+++ Data shown +++
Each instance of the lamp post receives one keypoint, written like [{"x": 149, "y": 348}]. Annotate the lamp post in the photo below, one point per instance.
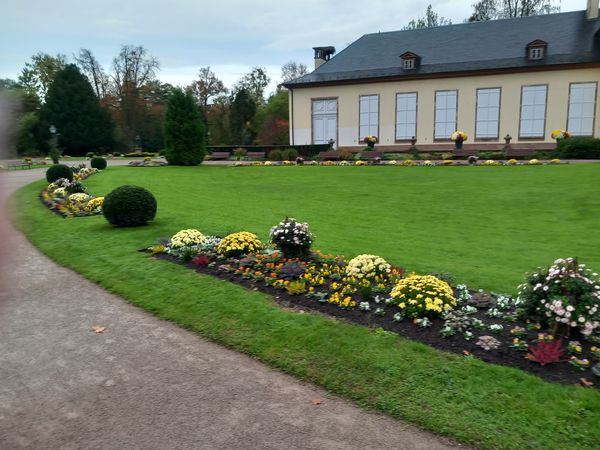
[{"x": 54, "y": 153}]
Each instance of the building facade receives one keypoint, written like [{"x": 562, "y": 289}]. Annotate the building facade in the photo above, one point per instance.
[{"x": 519, "y": 77}]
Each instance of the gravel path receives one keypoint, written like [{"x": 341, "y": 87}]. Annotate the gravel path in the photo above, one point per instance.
[{"x": 144, "y": 383}]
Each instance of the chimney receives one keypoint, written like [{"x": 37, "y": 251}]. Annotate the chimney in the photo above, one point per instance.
[
  {"x": 592, "y": 10},
  {"x": 323, "y": 54}
]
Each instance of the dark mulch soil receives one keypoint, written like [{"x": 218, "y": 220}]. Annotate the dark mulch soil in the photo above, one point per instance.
[{"x": 561, "y": 372}]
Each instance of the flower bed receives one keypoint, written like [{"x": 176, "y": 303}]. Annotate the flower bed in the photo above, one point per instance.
[
  {"x": 368, "y": 291},
  {"x": 148, "y": 162},
  {"x": 406, "y": 163},
  {"x": 69, "y": 198}
]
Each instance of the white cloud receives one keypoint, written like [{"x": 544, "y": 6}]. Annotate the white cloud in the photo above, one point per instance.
[{"x": 229, "y": 35}]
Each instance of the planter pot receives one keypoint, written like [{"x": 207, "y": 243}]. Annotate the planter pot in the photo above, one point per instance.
[{"x": 294, "y": 251}]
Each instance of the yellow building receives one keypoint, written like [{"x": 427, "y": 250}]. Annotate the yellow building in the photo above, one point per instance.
[{"x": 521, "y": 77}]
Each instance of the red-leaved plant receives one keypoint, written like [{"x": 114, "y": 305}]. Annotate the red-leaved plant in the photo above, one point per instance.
[
  {"x": 546, "y": 352},
  {"x": 201, "y": 261}
]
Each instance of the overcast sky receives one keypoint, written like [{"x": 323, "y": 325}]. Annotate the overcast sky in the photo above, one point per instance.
[{"x": 231, "y": 36}]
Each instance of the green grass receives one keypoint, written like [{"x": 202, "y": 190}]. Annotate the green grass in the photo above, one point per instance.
[{"x": 485, "y": 225}]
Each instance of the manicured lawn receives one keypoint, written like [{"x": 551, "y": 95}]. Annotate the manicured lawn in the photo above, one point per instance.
[{"x": 484, "y": 225}]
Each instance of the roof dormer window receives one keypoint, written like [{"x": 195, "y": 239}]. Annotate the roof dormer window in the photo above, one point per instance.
[
  {"x": 536, "y": 50},
  {"x": 536, "y": 53},
  {"x": 409, "y": 60}
]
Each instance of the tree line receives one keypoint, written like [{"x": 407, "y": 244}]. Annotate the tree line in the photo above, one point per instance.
[{"x": 123, "y": 107}]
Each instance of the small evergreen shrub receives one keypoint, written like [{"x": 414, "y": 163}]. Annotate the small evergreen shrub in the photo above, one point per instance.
[
  {"x": 129, "y": 206},
  {"x": 578, "y": 147},
  {"x": 98, "y": 163},
  {"x": 57, "y": 171},
  {"x": 240, "y": 153},
  {"x": 275, "y": 155}
]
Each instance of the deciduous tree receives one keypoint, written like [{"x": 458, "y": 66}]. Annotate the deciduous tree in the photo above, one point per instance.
[
  {"x": 503, "y": 9},
  {"x": 90, "y": 66},
  {"x": 185, "y": 140},
  {"x": 243, "y": 109},
  {"x": 39, "y": 72},
  {"x": 254, "y": 83},
  {"x": 207, "y": 87},
  {"x": 292, "y": 70},
  {"x": 431, "y": 19}
]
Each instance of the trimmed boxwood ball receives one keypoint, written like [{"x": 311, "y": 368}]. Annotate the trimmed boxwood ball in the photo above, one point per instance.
[
  {"x": 57, "y": 171},
  {"x": 129, "y": 206},
  {"x": 98, "y": 163}
]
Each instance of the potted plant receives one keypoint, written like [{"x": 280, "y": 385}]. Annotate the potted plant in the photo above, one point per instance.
[
  {"x": 559, "y": 135},
  {"x": 370, "y": 141},
  {"x": 458, "y": 137}
]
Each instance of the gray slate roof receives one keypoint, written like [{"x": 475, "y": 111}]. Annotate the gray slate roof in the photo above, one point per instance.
[{"x": 497, "y": 44}]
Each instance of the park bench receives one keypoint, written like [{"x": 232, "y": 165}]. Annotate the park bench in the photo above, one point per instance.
[
  {"x": 370, "y": 156},
  {"x": 256, "y": 155},
  {"x": 329, "y": 156},
  {"x": 219, "y": 155}
]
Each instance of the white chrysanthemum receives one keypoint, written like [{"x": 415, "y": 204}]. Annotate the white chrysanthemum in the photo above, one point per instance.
[
  {"x": 367, "y": 266},
  {"x": 186, "y": 238}
]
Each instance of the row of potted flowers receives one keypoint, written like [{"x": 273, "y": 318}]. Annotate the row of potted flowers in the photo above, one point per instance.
[
  {"x": 368, "y": 289},
  {"x": 408, "y": 162},
  {"x": 69, "y": 198}
]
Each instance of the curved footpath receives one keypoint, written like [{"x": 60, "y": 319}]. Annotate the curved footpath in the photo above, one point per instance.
[{"x": 146, "y": 383}]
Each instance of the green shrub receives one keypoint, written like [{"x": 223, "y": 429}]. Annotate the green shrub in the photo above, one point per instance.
[
  {"x": 578, "y": 147},
  {"x": 98, "y": 163},
  {"x": 139, "y": 155},
  {"x": 289, "y": 154},
  {"x": 57, "y": 171},
  {"x": 75, "y": 187},
  {"x": 275, "y": 155},
  {"x": 54, "y": 155},
  {"x": 347, "y": 155},
  {"x": 129, "y": 206},
  {"x": 239, "y": 153}
]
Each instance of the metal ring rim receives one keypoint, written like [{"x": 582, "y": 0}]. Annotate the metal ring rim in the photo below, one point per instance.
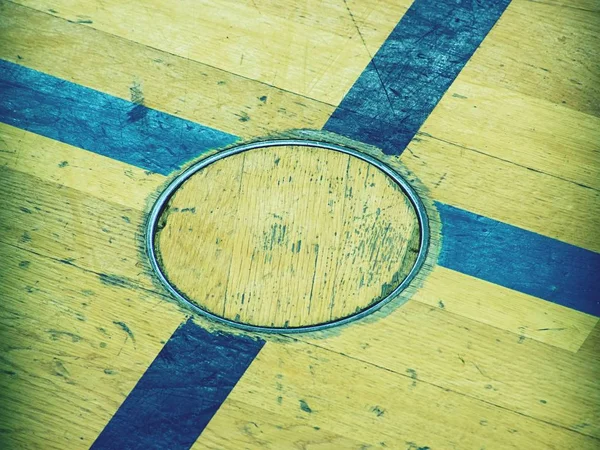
[{"x": 164, "y": 197}]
+++
— Directions —
Lay out every line of the listing above as a numbered list, skipping blank lines and leaving the pictures out.

— Response below —
1. Each instance of the lamp post receives one keypoint, written like [{"x": 149, "y": 348}]. Annotate the lamp post in the photo below, one point per instance.
2. [{"x": 54, "y": 153}]
3. Each instance of the building facade receives one keypoint, written like [{"x": 562, "y": 289}]. Annotate the building facade in the photo above, one point per instance.
4. [{"x": 519, "y": 77}]
5. Each instance of the gravel path receives one keypoint, written like [{"x": 341, "y": 87}]. Annotate the gravel path in the photo above, one point per instance.
6. [{"x": 144, "y": 383}]
7. Each instance of the chimney receives one keypoint, written like [{"x": 37, "y": 251}]. Annotate the chimney in the photo above, one point per instance.
8. [
9.   {"x": 592, "y": 10},
10.   {"x": 323, "y": 54}
11. ]
12. Each instance of the dark mulch soil receives one keypoint, written like [{"x": 218, "y": 220}]. Annotate the dark mulch soil in the photo above, one point per instance.
13. [{"x": 561, "y": 372}]
14. Each instance of the flower bed receives one keypoint, written like [{"x": 176, "y": 303}]. Annotate the flower bed in the photo above, one point per instance.
15. [
16.   {"x": 368, "y": 291},
17.   {"x": 148, "y": 162},
18.   {"x": 406, "y": 163},
19.   {"x": 69, "y": 198}
20. ]
21. Each instance of the white cloud receives one keypoint, written like [{"x": 544, "y": 6}]. Annotate the white cloud in the photo above, one point per instance.
22. [{"x": 229, "y": 35}]
23. Each instance of the planter pot receives one keypoint, written like [{"x": 207, "y": 243}]. Annotate the planter pot in the photo above, one point per instance.
24. [{"x": 294, "y": 251}]
25. Each instance of the yellow building receives one keypoint, written like [{"x": 427, "y": 250}]. Annotate the yellow building in the photo above, one point per instance.
26. [{"x": 521, "y": 77}]
27. Each instance of the red-leaved plant receives one keypoint, written like [{"x": 114, "y": 305}]. Annotate the red-leaved plant in the photo above, one point per instance.
28. [
29.   {"x": 546, "y": 352},
30.   {"x": 201, "y": 261}
31. ]
32. Each instance of the overcast sky receives one keypoint, written like [{"x": 323, "y": 325}]. Annotate the overcast sky in the photo above, one point per instance.
33. [{"x": 231, "y": 36}]
34. Each instance of the green grass receives one keypoint, written like [{"x": 202, "y": 190}]. Annotate the green grass in the photo above, one point per instance.
35. [{"x": 485, "y": 225}]
36. Each instance of the manicured lawn receives one keypoint, written like [{"x": 551, "y": 95}]. Annotate the manicured lawn in the photo above, one point per instance.
37. [{"x": 484, "y": 225}]
38. Each instance of the roof dormer window receives one keypoint, written like [{"x": 195, "y": 239}]. Annotate the roof dormer window in the photo above, one point per instance.
39. [
40.   {"x": 536, "y": 50},
41.   {"x": 536, "y": 53},
42.   {"x": 409, "y": 60}
43. ]
44. Each instance of the tree line receives one keypoint, written like [{"x": 407, "y": 244}]. Annotate the tree line in the photo above, one point per instance.
45. [{"x": 123, "y": 107}]
46. Each instance of the small evergreen shrub receives one keypoint, written like [{"x": 414, "y": 163}]. Annotate the small evergreen shrub in the photo above, one point per instance.
47. [
48.   {"x": 129, "y": 206},
49.   {"x": 578, "y": 147},
50.   {"x": 98, "y": 163},
51.   {"x": 57, "y": 171},
52.   {"x": 240, "y": 153},
53.   {"x": 275, "y": 155}
54. ]
55. Each instance of the deciduous tree receives one keypoint, written like [{"x": 458, "y": 66}]. Annotate the deciduous tree in the photo above, one point per instance.
56. [
57.   {"x": 503, "y": 9},
58.   {"x": 90, "y": 66},
59.   {"x": 185, "y": 140},
60.   {"x": 243, "y": 109},
61.   {"x": 39, "y": 72},
62.   {"x": 254, "y": 83},
63.   {"x": 207, "y": 87},
64.   {"x": 292, "y": 70},
65.   {"x": 431, "y": 19}
66. ]
67. Each instance of the trimmed boxwood ball receives one keypoint, written like [{"x": 311, "y": 368}]. Annotate the trimmed boxwood ball in the photo above, one point per instance.
68. [
69.   {"x": 57, "y": 171},
70.   {"x": 129, "y": 206},
71.   {"x": 98, "y": 163}
72. ]
73. Each instance of the potted plant receives one keypoint, written like [{"x": 280, "y": 385}]. Annotate the potted plant in the photo above, one point per instance.
74. [
75.   {"x": 559, "y": 135},
76.   {"x": 370, "y": 141},
77.   {"x": 458, "y": 137}
78. ]
79. Each instance of the gray slate roof receives one keypoint, written like [{"x": 475, "y": 111}]. Annotate the gray slate roof in the photo above, one point per instance.
80. [{"x": 497, "y": 44}]
81. Each instance of the park bench receives one keypoint, written like [{"x": 232, "y": 165}]. Annotate the park bench in the photo above, one point per instance.
82. [
83.   {"x": 370, "y": 156},
84.   {"x": 256, "y": 155},
85.   {"x": 329, "y": 156},
86.   {"x": 219, "y": 155}
87. ]
88. Each instance of the white chrysanthemum receives one keypoint, written like [{"x": 415, "y": 204}]. Annotate the white chrysanthemum in the photo above, one point per instance.
89. [
90.   {"x": 367, "y": 266},
91.   {"x": 186, "y": 238}
92. ]
93. Each instance of the row of potted flowers receives one keypoint, written like [{"x": 273, "y": 318}]. Annotate the row of potted flowers in the photo above, one point per instance.
94. [
95.   {"x": 368, "y": 289},
96.   {"x": 408, "y": 162},
97.   {"x": 69, "y": 198}
98. ]
99. Each instance of the curved footpath receives one keypoint, written like [{"x": 60, "y": 319}]. Annotate the curved footpath in the photo above, one point per instance.
100. [{"x": 146, "y": 383}]
101. Each instance of the green shrub receives one keypoint, written like [{"x": 223, "y": 429}]. Annotate the green shrub in the photo above, one point per instance.
102. [
103.   {"x": 578, "y": 147},
104.   {"x": 98, "y": 163},
105.   {"x": 139, "y": 155},
106.   {"x": 289, "y": 154},
107.   {"x": 57, "y": 171},
108.   {"x": 75, "y": 187},
109.   {"x": 275, "y": 155},
110.   {"x": 54, "y": 155},
111.   {"x": 347, "y": 155},
112.   {"x": 129, "y": 206},
113.   {"x": 239, "y": 153}
114. ]
115. Each instance of the metal ring rim receives one keypoint, written like [{"x": 582, "y": 0}]. Annotate the metal ring rim in the photo below, one point per instance.
116. [{"x": 164, "y": 197}]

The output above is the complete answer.